**AIM OF THE TASK:** Extend the passage about online life and privacy, picking up right after its final sentence.

**PASSAGE PROVIDED:**
···

A place like home, where we can just dream and think and talk and draw uninterrupted and without any outside influences. A place like school, where there was always social pressure to behave in a certain way but you were at least growing up with real people. Nowadays teenagers grow up carefully cultivating an online image that can deviate rom reality. It distorts their chances of learning social interactions and finding their own personality and thus becoming mature. They suffer from FOMO (Fear Of Missing Out), caused by growing pressure and leading to anxiety and other disorders.
Mark Zuckerberg may have decided unilaterally in 2010 already that ‘Facebook users don’t expect privacy anymore’. But that is just another example of a surveillance capitalist presenting something as ‘inevitable’ that is actually an outrageous infringement of our sacred space. And another example of a morally completely bankrupt and rotten CEO.

···

(Point localization data)

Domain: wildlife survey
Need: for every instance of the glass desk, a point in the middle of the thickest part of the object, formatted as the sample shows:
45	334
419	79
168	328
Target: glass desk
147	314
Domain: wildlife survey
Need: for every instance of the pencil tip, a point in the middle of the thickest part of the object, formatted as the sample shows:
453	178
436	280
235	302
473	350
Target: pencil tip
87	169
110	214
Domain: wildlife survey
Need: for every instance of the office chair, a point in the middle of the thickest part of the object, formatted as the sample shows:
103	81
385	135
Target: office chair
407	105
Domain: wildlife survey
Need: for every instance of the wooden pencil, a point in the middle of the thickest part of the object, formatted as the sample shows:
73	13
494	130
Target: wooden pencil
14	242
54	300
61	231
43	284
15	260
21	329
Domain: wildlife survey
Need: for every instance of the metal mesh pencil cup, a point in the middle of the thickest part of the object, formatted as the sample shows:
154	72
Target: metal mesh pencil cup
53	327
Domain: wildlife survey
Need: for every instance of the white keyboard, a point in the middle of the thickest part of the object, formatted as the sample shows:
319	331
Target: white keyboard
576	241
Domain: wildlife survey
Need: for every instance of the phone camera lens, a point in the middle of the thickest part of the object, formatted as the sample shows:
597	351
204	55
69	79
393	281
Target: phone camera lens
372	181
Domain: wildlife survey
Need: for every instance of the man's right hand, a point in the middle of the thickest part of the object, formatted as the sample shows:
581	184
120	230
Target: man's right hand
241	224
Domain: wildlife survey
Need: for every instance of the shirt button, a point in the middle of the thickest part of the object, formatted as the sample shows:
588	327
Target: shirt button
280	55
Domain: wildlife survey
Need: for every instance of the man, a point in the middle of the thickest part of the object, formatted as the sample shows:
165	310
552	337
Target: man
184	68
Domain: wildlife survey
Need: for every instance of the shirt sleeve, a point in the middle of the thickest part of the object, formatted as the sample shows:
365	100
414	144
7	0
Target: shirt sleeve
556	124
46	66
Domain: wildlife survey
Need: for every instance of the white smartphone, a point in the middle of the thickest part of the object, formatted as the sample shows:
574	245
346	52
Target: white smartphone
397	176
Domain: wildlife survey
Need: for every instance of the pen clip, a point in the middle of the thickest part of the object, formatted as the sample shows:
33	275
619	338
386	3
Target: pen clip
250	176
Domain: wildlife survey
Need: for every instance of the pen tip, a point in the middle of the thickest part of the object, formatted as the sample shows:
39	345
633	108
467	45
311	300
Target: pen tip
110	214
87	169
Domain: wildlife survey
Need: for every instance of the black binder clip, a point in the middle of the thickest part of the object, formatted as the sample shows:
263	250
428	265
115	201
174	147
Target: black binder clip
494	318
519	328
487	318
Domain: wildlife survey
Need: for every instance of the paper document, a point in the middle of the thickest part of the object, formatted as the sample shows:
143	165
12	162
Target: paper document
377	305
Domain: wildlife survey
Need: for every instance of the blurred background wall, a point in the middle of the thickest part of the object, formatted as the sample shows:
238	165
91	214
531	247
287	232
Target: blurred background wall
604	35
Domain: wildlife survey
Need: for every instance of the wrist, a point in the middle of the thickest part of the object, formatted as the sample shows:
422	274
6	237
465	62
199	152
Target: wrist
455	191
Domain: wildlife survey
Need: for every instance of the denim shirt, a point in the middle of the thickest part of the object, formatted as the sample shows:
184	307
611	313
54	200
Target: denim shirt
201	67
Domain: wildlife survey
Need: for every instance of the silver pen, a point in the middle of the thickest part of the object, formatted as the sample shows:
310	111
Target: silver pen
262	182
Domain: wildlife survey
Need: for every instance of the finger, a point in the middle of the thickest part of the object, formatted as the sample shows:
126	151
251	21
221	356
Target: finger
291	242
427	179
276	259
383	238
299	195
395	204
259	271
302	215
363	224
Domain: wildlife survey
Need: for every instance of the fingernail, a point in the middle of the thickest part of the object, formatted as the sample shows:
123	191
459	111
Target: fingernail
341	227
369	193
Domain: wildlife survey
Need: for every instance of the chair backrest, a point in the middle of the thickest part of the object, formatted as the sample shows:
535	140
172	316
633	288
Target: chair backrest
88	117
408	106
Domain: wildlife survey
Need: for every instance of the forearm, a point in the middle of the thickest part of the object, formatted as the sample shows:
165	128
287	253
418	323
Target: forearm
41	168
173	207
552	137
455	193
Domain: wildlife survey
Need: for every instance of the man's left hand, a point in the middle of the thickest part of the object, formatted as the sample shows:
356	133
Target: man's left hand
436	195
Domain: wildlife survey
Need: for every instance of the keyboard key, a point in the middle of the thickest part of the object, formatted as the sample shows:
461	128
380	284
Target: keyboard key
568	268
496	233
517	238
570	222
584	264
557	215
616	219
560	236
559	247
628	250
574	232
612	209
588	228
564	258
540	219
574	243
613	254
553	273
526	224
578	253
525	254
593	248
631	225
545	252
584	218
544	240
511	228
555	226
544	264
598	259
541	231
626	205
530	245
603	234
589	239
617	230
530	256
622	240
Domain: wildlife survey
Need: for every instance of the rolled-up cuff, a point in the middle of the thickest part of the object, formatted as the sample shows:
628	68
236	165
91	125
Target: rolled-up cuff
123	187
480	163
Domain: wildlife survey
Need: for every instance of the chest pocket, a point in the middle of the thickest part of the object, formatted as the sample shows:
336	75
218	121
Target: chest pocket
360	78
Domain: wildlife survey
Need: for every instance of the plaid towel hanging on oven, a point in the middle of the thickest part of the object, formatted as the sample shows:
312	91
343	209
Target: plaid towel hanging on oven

···

**ANSWER SPACE:**
Industrial revolution
What to do about all this? Zuboff draws a comparison with the industrial revolution. Initially this also led to tensions between the owners of factories and the workers. But after employees organized into unions and protests started, there was a realignment of mutual interests by introducing better working conditions and more salary. And with more money the factories also created new customers for their products.
That was a new social contract. That contract has been broken by neoliberals from the eighties onwards. And by any means it ignored the destruction of the planet by industrialization, so it had been imperfect from the start.
A social contract has also been broken by surveillance capitalists. Data was taken FROM us is not being given back TO us anymore (but to advertisers). Only a very small amount of people (the owners of Google, Facebook etc and their relatively small army of employees) have gotten insanely rich whilst the other ones are worse off now.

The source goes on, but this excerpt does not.